__INSTRUCTIONS TO FOLLOW__
Extract every line below that contains the string "lead" and copy each one unchanged, in its original order.

┄┄┄┄┄┄┄┄┄┄┄┄┄┄┄┄┄┄┄┄

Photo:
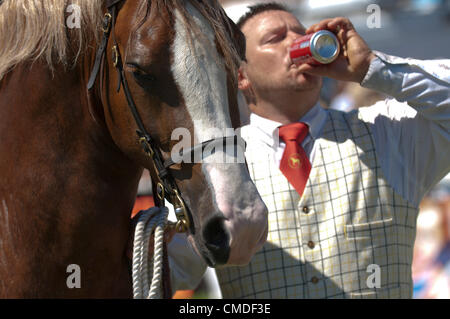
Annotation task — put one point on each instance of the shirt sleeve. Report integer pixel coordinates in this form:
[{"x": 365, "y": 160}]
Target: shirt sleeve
[
  {"x": 186, "y": 267},
  {"x": 411, "y": 131}
]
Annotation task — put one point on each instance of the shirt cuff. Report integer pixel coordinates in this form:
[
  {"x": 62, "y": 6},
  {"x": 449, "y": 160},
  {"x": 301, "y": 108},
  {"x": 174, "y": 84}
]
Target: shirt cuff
[{"x": 384, "y": 74}]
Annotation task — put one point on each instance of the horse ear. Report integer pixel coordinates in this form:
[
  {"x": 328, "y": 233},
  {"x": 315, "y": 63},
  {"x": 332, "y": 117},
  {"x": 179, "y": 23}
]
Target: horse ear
[
  {"x": 243, "y": 80},
  {"x": 238, "y": 38}
]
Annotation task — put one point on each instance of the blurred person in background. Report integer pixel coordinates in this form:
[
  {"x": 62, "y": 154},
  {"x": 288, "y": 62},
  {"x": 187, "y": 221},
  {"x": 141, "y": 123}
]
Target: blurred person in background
[
  {"x": 431, "y": 264},
  {"x": 342, "y": 189}
]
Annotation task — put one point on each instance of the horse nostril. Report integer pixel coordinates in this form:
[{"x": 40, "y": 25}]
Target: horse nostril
[{"x": 217, "y": 239}]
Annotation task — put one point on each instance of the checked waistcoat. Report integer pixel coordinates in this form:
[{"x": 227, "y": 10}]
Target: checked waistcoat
[{"x": 350, "y": 235}]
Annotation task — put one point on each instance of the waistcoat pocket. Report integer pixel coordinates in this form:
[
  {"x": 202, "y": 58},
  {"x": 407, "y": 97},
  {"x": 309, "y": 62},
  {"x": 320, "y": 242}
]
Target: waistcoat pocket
[{"x": 371, "y": 230}]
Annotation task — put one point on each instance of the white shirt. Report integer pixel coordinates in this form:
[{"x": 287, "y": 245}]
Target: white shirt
[{"x": 411, "y": 134}]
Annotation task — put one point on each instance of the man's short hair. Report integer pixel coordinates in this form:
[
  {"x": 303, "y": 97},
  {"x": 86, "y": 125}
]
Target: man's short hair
[{"x": 258, "y": 8}]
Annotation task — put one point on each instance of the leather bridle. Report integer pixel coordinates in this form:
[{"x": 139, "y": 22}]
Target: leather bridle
[{"x": 166, "y": 187}]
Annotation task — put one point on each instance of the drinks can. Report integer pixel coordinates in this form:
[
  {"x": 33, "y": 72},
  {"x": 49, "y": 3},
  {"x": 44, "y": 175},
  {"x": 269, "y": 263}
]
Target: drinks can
[{"x": 321, "y": 47}]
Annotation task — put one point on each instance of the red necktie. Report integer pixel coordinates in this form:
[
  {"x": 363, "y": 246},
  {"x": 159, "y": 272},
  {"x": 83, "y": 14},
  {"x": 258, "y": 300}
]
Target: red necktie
[{"x": 295, "y": 164}]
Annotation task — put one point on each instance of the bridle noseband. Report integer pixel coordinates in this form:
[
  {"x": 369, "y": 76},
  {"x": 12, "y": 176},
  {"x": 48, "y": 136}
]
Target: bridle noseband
[{"x": 166, "y": 187}]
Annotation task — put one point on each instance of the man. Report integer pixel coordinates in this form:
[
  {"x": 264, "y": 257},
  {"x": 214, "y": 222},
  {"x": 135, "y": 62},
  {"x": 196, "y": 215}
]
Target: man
[{"x": 342, "y": 189}]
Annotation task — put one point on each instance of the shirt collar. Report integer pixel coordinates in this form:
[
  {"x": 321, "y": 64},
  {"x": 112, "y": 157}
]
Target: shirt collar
[{"x": 315, "y": 118}]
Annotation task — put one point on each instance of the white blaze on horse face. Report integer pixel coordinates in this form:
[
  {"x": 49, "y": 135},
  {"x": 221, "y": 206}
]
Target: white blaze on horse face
[{"x": 202, "y": 80}]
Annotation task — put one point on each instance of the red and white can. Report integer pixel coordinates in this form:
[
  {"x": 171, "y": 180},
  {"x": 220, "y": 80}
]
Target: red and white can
[{"x": 321, "y": 47}]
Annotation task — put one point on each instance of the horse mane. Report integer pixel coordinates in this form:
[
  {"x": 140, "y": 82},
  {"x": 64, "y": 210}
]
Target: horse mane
[{"x": 34, "y": 29}]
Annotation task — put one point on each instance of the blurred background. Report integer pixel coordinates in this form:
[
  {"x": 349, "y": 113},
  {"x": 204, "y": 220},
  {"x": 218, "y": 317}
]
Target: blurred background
[{"x": 406, "y": 28}]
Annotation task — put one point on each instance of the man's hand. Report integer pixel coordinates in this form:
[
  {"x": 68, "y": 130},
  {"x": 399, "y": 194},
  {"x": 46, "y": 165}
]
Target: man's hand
[{"x": 354, "y": 58}]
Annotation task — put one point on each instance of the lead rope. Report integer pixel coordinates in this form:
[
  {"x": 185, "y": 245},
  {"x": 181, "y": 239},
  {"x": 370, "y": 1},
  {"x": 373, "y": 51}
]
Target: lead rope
[{"x": 152, "y": 220}]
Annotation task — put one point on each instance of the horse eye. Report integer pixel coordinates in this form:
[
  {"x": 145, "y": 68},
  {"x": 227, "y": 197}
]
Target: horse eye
[{"x": 141, "y": 76}]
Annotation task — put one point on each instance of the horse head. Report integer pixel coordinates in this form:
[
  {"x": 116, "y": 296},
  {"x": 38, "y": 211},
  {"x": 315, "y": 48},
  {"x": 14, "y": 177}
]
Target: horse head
[{"x": 177, "y": 67}]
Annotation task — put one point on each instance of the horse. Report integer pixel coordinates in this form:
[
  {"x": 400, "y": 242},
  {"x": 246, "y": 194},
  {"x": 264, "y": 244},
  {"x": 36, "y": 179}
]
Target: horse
[{"x": 90, "y": 93}]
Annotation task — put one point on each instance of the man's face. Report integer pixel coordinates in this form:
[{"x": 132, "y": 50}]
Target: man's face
[{"x": 269, "y": 68}]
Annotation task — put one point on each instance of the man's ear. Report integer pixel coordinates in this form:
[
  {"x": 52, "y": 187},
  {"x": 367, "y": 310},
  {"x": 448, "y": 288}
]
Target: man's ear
[{"x": 243, "y": 81}]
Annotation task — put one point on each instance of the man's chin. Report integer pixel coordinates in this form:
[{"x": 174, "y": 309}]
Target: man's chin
[{"x": 308, "y": 82}]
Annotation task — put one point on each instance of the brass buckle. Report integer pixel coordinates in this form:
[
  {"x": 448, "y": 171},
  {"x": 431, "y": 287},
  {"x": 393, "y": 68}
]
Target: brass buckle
[
  {"x": 182, "y": 224},
  {"x": 115, "y": 55},
  {"x": 106, "y": 27},
  {"x": 160, "y": 192}
]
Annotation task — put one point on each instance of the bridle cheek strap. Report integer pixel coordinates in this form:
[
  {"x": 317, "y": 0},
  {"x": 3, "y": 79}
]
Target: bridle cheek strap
[{"x": 165, "y": 184}]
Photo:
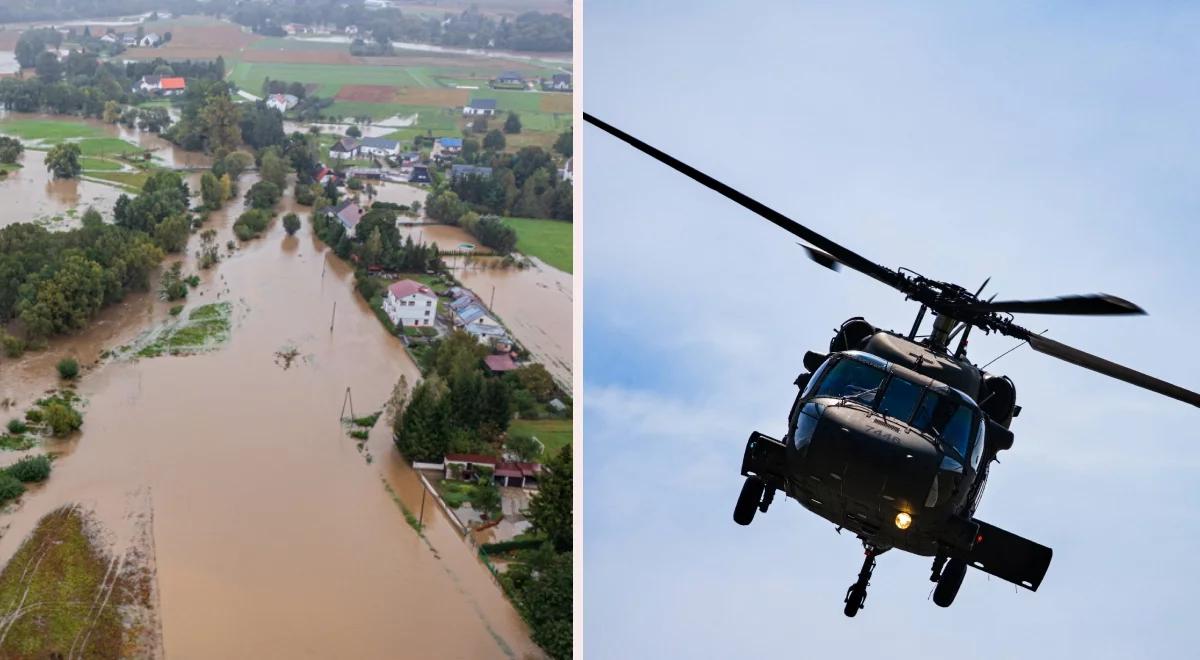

┄┄┄┄┄┄┄┄┄┄┄┄┄┄┄┄┄┄┄┄

__ANSWER TO THE EXERCISE__
Annotation task — put one point on each instance of the lead rope. Report integer pixel coordinates in this form:
Target: lead rope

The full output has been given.